> Task material

****************************************

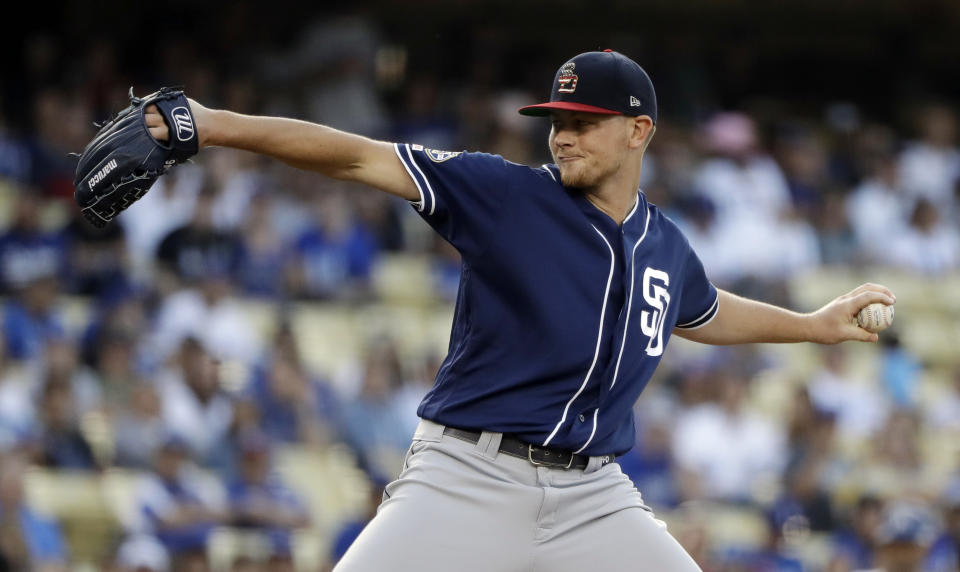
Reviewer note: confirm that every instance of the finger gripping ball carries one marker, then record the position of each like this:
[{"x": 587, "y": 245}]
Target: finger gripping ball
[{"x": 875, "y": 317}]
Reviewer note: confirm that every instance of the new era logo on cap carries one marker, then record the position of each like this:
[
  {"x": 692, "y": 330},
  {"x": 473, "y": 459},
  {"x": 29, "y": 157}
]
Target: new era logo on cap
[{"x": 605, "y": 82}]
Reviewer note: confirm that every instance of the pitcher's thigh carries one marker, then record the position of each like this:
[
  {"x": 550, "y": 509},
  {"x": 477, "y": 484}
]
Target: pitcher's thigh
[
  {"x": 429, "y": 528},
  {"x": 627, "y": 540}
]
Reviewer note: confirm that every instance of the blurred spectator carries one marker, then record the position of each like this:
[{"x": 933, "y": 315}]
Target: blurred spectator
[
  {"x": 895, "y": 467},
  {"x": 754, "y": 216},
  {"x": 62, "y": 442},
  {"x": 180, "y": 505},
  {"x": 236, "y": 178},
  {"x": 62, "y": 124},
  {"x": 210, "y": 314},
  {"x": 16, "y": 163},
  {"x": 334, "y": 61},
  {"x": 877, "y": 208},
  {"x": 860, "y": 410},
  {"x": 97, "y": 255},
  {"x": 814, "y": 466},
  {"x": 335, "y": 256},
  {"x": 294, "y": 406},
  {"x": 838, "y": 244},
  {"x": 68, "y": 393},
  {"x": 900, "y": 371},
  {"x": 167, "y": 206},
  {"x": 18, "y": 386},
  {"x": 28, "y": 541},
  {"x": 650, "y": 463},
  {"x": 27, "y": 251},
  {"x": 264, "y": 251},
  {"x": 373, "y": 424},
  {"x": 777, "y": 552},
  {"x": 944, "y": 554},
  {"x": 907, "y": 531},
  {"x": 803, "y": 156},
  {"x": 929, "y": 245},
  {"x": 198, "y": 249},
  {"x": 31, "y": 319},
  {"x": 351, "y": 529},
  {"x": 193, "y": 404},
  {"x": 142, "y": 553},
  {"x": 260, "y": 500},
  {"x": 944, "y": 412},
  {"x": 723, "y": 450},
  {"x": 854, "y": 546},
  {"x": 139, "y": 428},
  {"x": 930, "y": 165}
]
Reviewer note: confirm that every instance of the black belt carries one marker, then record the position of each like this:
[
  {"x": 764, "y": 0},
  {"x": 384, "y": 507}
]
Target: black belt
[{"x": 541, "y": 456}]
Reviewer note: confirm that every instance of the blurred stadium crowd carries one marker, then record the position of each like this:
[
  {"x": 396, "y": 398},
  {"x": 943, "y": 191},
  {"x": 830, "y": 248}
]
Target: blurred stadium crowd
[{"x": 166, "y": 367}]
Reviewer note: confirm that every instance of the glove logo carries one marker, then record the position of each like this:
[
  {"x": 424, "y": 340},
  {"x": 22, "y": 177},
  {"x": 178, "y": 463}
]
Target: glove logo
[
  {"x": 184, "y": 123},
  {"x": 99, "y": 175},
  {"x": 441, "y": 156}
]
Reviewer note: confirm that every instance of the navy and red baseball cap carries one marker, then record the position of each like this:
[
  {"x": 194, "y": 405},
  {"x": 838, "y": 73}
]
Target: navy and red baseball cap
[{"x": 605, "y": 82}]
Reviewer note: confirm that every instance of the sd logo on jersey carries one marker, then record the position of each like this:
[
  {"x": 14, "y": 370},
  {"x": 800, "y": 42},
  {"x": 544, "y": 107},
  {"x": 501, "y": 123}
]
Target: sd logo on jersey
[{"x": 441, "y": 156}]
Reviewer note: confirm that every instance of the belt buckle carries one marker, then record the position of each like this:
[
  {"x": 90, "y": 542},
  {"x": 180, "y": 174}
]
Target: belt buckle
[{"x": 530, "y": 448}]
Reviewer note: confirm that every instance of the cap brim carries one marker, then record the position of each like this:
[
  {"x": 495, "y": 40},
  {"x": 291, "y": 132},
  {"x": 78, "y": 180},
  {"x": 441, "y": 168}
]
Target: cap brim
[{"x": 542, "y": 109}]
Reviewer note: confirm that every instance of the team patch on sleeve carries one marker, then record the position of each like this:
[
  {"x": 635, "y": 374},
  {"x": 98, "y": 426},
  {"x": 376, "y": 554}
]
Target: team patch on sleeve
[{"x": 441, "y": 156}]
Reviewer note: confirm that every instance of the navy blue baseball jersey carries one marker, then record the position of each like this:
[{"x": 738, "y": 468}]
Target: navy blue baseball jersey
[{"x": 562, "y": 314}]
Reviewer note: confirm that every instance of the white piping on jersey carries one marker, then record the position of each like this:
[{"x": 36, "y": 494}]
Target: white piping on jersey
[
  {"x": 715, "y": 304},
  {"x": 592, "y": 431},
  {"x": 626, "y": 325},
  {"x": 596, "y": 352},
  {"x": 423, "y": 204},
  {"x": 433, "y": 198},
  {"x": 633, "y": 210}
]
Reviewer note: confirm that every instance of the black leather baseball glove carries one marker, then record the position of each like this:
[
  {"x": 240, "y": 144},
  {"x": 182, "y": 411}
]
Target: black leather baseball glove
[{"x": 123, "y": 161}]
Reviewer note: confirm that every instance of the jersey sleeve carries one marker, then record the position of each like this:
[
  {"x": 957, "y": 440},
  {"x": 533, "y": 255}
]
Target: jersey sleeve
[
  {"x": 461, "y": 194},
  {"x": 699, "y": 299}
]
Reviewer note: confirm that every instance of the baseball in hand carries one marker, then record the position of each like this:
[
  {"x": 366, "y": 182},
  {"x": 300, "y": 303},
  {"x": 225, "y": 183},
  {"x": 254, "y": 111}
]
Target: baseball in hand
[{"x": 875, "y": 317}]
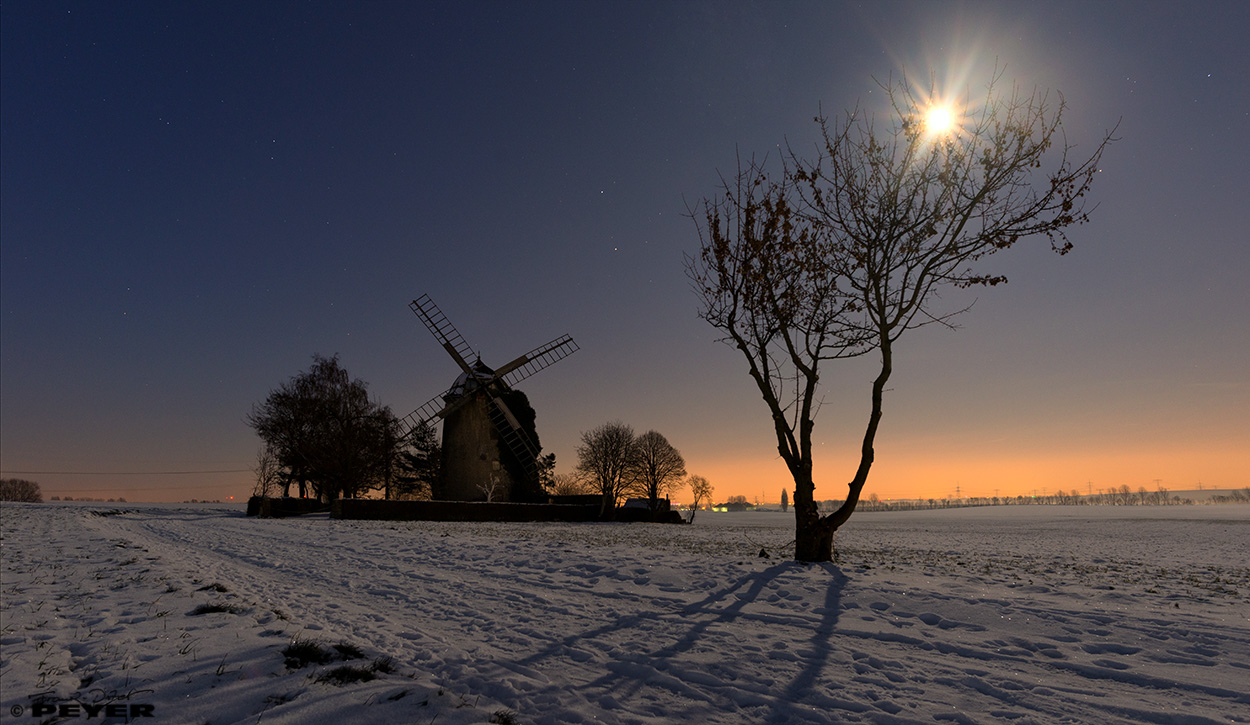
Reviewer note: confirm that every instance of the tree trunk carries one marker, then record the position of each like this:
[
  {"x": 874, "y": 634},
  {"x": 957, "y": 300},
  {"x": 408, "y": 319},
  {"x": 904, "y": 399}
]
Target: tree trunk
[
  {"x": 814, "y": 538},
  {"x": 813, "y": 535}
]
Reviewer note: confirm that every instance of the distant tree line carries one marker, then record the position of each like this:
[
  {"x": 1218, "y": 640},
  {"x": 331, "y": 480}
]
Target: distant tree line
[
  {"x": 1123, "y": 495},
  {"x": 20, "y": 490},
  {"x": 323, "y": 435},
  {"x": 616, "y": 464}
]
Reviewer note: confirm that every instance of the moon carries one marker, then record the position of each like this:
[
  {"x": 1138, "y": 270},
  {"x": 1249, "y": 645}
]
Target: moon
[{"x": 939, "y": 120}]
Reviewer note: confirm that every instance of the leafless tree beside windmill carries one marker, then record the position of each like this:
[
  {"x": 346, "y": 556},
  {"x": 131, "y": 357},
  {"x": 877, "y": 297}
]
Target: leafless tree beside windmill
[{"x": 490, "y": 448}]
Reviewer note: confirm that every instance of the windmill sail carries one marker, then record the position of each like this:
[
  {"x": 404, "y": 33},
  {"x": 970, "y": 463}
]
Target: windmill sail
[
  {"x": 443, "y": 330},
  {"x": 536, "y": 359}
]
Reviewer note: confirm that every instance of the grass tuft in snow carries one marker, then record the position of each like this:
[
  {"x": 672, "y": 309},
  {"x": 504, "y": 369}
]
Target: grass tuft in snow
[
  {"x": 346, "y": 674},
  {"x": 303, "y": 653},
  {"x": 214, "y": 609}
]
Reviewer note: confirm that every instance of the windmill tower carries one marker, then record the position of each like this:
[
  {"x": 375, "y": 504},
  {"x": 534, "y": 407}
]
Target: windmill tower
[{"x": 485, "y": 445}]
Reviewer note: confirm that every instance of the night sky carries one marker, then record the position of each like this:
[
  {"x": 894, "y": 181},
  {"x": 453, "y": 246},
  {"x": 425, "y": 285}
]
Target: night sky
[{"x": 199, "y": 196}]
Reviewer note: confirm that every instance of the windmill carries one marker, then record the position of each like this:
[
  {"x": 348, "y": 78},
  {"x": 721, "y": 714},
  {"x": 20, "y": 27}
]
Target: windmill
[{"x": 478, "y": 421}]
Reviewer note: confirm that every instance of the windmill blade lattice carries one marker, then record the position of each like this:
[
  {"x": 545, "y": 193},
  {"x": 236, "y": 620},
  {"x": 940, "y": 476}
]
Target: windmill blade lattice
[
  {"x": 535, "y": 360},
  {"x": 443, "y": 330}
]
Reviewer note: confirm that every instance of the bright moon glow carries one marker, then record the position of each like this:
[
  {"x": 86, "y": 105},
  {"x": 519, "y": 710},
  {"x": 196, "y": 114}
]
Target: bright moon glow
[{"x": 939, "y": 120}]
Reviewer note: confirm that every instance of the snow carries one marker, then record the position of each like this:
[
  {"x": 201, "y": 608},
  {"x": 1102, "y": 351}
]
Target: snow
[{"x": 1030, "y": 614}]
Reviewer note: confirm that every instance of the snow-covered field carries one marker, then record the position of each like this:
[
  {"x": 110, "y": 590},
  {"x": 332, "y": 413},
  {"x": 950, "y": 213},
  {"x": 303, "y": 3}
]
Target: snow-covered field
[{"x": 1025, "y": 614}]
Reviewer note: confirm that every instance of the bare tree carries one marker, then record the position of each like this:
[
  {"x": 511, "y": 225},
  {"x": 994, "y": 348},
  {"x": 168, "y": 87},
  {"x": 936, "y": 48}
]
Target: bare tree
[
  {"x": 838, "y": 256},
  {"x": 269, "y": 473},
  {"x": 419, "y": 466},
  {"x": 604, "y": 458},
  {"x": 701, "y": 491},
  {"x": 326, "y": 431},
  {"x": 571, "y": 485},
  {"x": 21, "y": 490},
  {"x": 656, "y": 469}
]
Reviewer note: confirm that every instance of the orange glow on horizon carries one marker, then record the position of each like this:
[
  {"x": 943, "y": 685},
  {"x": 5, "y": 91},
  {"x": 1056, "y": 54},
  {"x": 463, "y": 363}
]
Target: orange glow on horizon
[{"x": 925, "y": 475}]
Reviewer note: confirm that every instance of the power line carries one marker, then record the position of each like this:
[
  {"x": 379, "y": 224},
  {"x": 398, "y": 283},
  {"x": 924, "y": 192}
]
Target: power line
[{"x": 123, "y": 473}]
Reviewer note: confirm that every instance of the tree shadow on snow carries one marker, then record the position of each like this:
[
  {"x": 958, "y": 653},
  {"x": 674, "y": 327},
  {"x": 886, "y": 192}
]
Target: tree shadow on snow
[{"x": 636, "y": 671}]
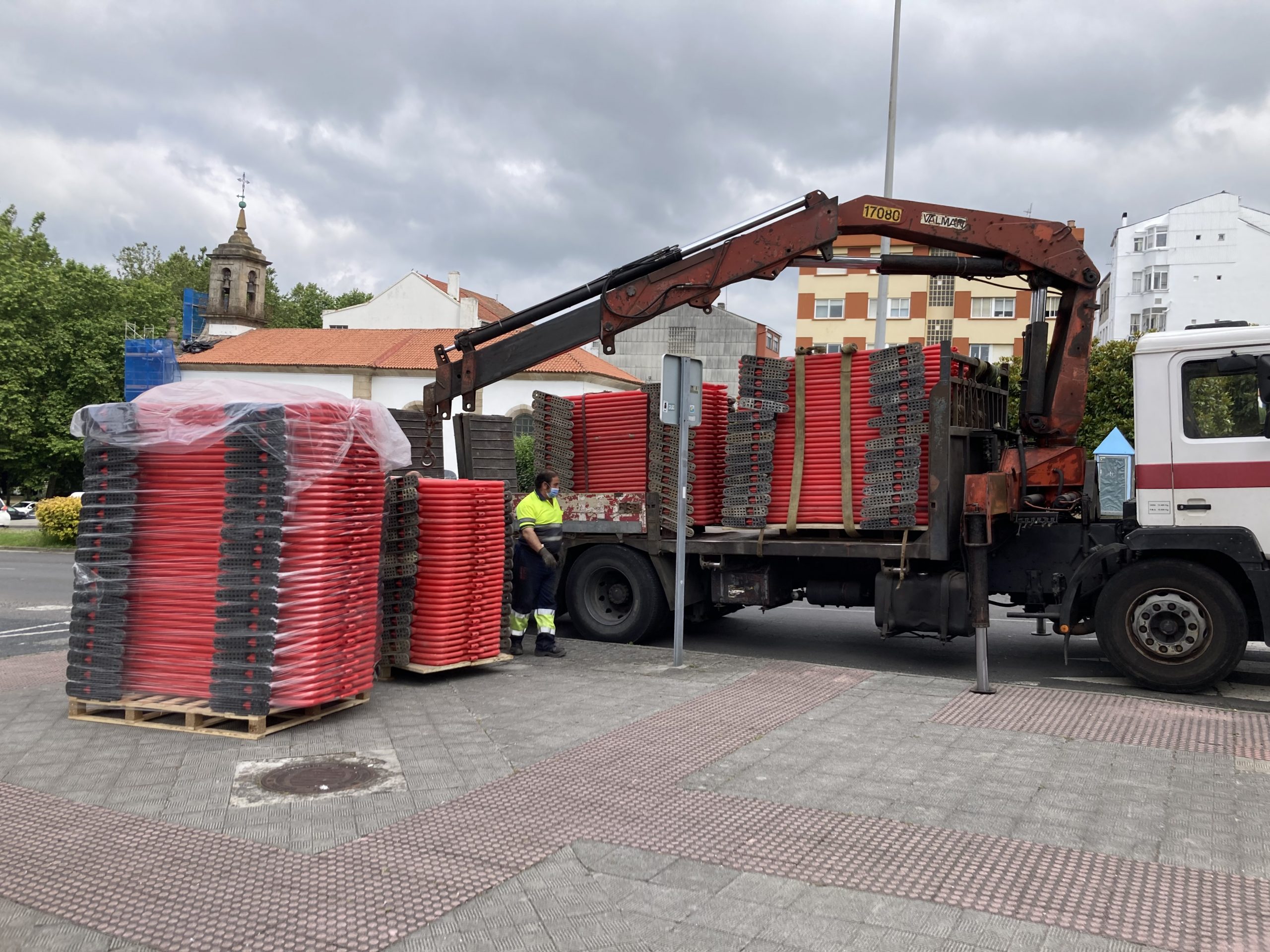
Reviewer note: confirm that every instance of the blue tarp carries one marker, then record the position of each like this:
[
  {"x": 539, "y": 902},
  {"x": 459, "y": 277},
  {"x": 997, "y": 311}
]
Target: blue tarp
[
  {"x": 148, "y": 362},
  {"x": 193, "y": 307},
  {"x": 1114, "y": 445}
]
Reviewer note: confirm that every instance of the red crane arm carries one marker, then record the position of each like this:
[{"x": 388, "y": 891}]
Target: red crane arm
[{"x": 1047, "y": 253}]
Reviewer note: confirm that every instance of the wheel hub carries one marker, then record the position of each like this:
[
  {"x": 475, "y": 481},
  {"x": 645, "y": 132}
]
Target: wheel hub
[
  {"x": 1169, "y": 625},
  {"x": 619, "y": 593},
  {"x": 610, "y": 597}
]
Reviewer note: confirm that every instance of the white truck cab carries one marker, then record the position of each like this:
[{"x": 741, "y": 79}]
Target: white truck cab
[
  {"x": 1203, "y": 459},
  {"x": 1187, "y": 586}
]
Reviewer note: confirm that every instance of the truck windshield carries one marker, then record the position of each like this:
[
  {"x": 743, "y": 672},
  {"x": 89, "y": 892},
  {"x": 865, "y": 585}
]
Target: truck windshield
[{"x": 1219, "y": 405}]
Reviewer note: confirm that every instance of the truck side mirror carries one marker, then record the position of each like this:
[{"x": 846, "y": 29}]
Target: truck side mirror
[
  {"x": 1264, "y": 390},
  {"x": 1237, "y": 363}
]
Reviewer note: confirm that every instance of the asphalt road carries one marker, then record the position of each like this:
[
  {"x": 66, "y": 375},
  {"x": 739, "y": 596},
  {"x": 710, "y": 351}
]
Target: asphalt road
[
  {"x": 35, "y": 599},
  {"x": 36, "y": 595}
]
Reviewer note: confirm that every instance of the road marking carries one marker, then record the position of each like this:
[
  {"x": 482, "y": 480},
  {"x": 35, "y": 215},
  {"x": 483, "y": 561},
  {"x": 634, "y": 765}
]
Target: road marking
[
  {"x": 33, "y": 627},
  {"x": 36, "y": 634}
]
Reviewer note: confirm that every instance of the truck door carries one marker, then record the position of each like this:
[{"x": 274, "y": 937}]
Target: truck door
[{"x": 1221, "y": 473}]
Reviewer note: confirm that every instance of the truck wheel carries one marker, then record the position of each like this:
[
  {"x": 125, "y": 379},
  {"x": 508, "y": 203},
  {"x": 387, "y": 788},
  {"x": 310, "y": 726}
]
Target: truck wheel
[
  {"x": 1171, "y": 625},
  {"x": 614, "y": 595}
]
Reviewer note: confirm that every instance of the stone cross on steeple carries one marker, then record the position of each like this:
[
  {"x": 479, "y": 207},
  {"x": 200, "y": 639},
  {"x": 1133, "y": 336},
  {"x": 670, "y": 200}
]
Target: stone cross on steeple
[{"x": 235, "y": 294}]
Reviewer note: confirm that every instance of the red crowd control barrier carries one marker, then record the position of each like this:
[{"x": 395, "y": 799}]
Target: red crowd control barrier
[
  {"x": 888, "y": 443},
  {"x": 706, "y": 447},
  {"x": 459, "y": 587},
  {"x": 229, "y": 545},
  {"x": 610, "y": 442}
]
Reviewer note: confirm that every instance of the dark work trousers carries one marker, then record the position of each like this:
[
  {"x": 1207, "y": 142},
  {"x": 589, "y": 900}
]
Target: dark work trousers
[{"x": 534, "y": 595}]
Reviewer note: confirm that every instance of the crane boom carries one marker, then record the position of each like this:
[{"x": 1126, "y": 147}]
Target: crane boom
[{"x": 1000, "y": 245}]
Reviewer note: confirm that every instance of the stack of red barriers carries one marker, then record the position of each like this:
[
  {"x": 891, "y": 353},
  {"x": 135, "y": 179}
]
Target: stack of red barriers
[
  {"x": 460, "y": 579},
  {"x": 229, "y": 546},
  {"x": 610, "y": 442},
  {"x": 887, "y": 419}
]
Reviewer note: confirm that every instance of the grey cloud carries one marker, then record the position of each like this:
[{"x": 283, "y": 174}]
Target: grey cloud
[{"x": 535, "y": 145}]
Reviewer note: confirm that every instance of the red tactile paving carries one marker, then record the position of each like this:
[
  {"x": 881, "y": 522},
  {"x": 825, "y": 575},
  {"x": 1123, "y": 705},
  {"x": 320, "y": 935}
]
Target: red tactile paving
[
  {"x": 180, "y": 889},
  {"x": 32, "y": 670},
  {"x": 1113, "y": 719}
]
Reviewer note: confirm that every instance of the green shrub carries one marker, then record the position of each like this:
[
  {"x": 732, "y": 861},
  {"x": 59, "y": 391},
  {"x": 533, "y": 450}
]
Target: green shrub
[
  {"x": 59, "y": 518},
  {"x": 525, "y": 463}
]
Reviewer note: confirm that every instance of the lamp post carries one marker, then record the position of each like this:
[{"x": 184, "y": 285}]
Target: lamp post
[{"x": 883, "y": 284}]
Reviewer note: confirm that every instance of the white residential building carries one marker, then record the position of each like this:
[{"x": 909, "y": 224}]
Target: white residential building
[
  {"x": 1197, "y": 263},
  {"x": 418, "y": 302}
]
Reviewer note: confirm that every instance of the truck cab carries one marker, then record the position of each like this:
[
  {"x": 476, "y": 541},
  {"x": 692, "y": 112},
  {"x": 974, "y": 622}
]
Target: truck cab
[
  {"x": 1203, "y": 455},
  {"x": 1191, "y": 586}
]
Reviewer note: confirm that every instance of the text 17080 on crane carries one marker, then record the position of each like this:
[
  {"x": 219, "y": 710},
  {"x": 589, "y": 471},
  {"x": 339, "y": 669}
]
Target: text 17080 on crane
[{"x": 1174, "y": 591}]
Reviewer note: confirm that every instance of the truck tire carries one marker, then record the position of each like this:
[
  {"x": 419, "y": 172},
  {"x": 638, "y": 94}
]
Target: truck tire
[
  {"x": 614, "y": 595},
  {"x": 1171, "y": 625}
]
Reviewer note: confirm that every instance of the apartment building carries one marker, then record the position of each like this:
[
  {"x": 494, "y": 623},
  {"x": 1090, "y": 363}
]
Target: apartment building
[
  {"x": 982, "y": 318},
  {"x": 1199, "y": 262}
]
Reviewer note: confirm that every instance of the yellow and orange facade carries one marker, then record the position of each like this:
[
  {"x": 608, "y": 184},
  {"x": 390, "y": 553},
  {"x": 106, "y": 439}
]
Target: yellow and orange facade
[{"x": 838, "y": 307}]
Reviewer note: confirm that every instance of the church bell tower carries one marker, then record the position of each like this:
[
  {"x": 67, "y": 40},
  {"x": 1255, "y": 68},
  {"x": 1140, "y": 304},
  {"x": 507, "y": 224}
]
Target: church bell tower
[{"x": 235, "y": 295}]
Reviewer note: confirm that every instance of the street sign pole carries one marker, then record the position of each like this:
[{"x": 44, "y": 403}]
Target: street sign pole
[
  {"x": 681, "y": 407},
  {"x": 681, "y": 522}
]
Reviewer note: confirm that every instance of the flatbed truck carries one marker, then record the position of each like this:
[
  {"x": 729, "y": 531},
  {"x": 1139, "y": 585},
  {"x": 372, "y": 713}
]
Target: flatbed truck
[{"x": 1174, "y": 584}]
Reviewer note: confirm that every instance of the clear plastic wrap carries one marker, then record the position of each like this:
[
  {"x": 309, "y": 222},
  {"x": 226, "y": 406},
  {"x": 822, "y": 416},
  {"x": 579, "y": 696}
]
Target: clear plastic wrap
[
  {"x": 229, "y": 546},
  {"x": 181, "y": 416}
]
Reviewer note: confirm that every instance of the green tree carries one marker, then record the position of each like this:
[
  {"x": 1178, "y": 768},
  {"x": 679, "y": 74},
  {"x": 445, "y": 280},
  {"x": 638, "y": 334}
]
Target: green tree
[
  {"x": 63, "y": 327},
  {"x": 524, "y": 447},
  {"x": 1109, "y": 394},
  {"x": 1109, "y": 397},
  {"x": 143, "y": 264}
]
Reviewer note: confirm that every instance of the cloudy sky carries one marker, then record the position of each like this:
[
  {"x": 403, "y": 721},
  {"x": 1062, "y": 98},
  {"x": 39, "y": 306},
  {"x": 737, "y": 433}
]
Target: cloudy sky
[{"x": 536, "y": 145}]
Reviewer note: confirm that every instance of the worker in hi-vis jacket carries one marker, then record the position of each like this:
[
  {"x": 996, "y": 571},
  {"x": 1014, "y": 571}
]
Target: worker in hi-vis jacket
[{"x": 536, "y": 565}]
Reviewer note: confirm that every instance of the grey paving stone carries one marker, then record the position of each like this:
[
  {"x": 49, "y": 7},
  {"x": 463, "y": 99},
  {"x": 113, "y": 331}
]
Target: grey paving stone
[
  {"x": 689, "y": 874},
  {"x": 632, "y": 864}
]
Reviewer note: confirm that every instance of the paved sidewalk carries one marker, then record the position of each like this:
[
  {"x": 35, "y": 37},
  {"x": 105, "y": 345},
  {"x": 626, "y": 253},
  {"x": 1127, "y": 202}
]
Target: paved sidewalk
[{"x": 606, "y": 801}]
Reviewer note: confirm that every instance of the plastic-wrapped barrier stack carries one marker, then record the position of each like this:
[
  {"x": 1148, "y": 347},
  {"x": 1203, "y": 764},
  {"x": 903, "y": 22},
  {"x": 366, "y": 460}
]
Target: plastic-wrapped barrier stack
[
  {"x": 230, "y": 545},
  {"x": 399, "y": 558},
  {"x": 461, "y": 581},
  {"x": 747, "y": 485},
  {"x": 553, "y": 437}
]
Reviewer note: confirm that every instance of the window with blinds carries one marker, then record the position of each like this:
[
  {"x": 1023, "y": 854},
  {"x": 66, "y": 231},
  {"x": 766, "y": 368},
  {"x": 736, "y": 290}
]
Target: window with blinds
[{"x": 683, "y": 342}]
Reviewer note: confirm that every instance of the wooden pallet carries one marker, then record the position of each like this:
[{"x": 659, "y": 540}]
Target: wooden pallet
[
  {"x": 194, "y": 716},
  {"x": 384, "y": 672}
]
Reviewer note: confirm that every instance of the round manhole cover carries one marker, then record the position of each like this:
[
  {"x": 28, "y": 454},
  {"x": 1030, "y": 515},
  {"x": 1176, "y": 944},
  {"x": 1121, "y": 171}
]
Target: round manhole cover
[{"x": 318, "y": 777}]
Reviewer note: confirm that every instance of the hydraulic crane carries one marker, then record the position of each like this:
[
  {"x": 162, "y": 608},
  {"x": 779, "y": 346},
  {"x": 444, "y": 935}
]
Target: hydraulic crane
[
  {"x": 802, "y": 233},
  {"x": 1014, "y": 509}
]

****************************************

> What you are asked to do
Beginning with the line that contains "Reviewer note: confirm that every instance of the wooden", quote each line exactly through the last line of the entries above, and nothing beyond them.

> Answer to the problem
Reviewer note: confirm that every instance of the wooden pallet carries one marker, then record the position of each like this:
[{"x": 659, "y": 540}]
Target: wooden pallet
[
  {"x": 194, "y": 716},
  {"x": 384, "y": 672}
]
Reviewer note: confirm that every instance of the round manhole cover carries one marker, then record the position of each like this:
[
  {"x": 28, "y": 454},
  {"x": 1030, "y": 515},
  {"x": 1176, "y": 944},
  {"x": 1121, "y": 171}
]
Target: round manhole cover
[{"x": 318, "y": 777}]
Reviewer note: confirm that every instance of the hydraulic crane carries one marker, then record the position of each like this:
[
  {"x": 162, "y": 608},
  {"x": 779, "y": 346},
  {"x": 444, "y": 935}
]
Target: hydraulic crane
[
  {"x": 802, "y": 233},
  {"x": 1014, "y": 509}
]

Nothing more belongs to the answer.